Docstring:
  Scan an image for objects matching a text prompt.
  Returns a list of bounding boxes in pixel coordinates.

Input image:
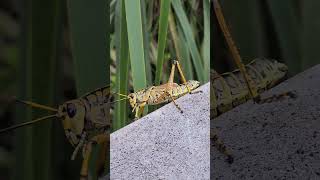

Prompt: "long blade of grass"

[140,0,153,85]
[169,10,193,79]
[155,0,171,85]
[125,0,147,91]
[68,0,110,177]
[302,1,320,69]
[172,0,206,83]
[68,0,110,96]
[177,22,194,79]
[202,0,210,82]
[113,0,129,131]
[15,0,62,180]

- - -

• Given exercise:
Scale the records above: reproduce every line, with the bounding-box coordinates multiplied by 1.8 and rounded to whole numbers (halves rounded up), and omit the pictures.

• Written solution:
Docstring:
  Scan an image for objects matching a text prompt.
  Returns a list of bounding boxes in pixel coordinates.

Input image:

Prompt: "long blade of grass"

[252,0,275,153]
[304,18,347,142]
[279,0,308,153]
[225,0,265,164]
[122,0,198,319]
[544,2,576,124]
[310,0,371,149]
[122,0,198,173]
[319,40,349,142]
[364,0,378,148]
[203,0,232,236]
[27,0,112,324]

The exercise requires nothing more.